TEXT SHOWN:
* * * *

The Burning Season is a 1994 American made-for-television biographical drama film directed by John Frankenheimer. The film chronicles environmental activist Chico Mendes' fight to protect the Amazon rainforest. This was Raul Julia's last film released during his lifetime, premiering on HBO on September 16, 1994, five weeks before his death. The film was based in part on the 1990 book of the same name by journalist Andrew Revkin.

Plot
Chico Mendes was a Brazilian rubber tapper, unionist and environmental activist who was murdered in 1988 by ranchers opposed to his activism. The movie opens in 1951 with a young Mendes witnessing his father's interaction with corrupt ranchers who are exploiting peasants for their work. The bulk of the film then takes place between 1983 and 1988, showing Mendes' activism to preserve the Amazon rainforest, to his murder in a drive-by shooting by a disgruntled rancher waiting in the shadows.

Cast
 Raul Julia as Francisco "Chico" Mendes
 Carmen Argenziano as Alfredo Sezero
 Sônia Braga as Regina de Carvalho
 Kamala Lopez as Ilzamar
 Luis Guzmán as Estate Boss
 Nigel Havers as Steven Kaye
 Tomas Milian as Darli Alves
 Esai Morales as Jair
 Edward James Olmos as Wilson Pinheiro
 Roger Cudney as Reporter

Awards and nominations
American Cinema Editors
Nominated: Best Edited Motion Picture for Non-Commercial Television (Françoise Bonnot and Paul Rubell)
 
Casting Society of America
Nominated: Best Casting for TV Movie of the Week (Junie Lowry-Johnson)

Emmy Awards 
Won: Outstanding Directing in Miniseries or a Special (John Frankenheimer)

* * * *

Object location annotation data:

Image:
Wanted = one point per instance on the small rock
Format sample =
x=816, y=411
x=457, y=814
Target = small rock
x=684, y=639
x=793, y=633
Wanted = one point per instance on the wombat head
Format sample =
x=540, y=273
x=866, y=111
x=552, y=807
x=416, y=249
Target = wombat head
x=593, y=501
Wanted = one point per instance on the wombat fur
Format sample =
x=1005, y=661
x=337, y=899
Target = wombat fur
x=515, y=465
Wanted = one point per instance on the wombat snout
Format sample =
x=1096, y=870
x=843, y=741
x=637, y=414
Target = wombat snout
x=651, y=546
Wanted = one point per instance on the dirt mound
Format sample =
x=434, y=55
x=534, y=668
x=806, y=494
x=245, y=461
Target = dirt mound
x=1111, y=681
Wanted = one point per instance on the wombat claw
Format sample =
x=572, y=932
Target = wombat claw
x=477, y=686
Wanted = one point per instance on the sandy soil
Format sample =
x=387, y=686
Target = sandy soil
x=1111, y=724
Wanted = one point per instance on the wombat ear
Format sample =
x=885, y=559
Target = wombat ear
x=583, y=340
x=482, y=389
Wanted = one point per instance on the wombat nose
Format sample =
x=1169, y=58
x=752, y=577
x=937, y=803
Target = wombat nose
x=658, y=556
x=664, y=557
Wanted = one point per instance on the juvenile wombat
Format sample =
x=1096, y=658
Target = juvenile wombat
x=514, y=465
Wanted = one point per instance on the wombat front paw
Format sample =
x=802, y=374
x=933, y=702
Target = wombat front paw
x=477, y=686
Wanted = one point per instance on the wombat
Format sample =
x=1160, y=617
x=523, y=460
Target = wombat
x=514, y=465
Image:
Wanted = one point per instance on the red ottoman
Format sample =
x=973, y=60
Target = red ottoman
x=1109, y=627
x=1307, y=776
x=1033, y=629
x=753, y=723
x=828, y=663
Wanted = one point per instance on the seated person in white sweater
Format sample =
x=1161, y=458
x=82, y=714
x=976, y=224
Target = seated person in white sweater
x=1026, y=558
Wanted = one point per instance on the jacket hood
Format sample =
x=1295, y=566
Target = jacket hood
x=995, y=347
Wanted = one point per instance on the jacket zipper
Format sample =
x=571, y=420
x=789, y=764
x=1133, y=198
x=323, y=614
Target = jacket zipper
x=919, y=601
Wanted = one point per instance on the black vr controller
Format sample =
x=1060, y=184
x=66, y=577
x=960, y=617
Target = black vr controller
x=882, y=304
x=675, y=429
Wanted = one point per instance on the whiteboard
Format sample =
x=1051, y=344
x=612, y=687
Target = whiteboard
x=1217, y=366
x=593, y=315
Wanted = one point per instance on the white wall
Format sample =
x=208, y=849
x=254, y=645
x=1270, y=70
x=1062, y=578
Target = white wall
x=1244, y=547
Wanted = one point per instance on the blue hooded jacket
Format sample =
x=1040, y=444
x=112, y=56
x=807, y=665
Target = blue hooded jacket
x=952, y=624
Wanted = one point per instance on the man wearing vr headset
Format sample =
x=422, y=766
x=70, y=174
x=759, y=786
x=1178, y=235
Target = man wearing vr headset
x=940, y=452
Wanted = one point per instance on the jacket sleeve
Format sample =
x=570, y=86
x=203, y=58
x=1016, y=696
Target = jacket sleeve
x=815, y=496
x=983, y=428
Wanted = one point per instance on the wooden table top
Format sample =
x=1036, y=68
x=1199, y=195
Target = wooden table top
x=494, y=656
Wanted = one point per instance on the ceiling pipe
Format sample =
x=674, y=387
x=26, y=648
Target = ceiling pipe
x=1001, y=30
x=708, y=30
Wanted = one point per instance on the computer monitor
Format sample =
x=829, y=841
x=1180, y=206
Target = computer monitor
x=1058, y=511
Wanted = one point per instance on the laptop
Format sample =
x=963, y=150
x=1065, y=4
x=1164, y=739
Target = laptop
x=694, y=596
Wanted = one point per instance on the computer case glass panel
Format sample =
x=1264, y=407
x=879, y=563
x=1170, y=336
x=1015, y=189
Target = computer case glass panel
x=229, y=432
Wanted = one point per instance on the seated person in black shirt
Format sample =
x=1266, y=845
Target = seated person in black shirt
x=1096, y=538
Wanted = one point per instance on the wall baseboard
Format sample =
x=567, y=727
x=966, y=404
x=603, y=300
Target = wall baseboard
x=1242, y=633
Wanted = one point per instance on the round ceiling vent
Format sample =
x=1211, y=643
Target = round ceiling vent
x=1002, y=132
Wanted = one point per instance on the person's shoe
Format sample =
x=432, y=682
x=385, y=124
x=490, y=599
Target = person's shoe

* * * *

GIVEN REQUEST A: Using the text on The Burning Season, say whether each statement agrees with it, answering yes or no and quoting the words that decide it: (i) The film premiered on HBO five weeks before Raul Julia died. (ii) The movie opens in 1983. (iii) Sônia Braga plays Ilzamar.
GIVEN REQUEST B: Continue the text on The Burning Season from its last line.
The listing isn't needed for anything here.

RIGHT ANSWER A:
(i) Yes: "premiering on HBO on September 16, 1994, five weeks before his death."
(ii) No: "The movie opens in 1951"
(iii) No: "Sônia Braga as Regina de Carvalho"

RIGHT ANSWER B:
Won: Outstanding Lead Actor in a Miniseries or a Special  (Raul Julia [posthumously])
Nominated: Outstanding Writing for a Miniseries or a Special (Ron Hutchinson, William Mastrosimone and Michael Tolkin)
Nominated: Outstanding Made for Television Movie
Nominated: Outstanding Supporting Actor in a Miniseries or a Special (Edward James Olmos)
Nominated: Outstanding Supporting Actress in a Miniseries or a Special (Sônia Braga)

Golden Globe Awards
Won: Best Actor in a Mini-Series or Motion Picture Made for TV (Raul Julia [posthumously])
Won: Best Mini-Series or Motion Picture Made for TV
Won: Best Actor in a Supporting Role in a Series, Mini-Series or Motion Picture Made for TV (Edward James Olmos)
Nominated: Best Actress in a Supporting Role in a Series, Mini-Series or Motion Picture Made for TV (Sônia Braga)

Screen Actors Guild Awards
Won: Outstanding Performance by a Male Actor in a TV Movie or Miniseries (Raul Julia [posthumously])

External links

 

The Burning Season: The Murder of Chico Mendes and the Fight for the Amazon Rain Forest (1990 Mendes biography by Andrew Revkin)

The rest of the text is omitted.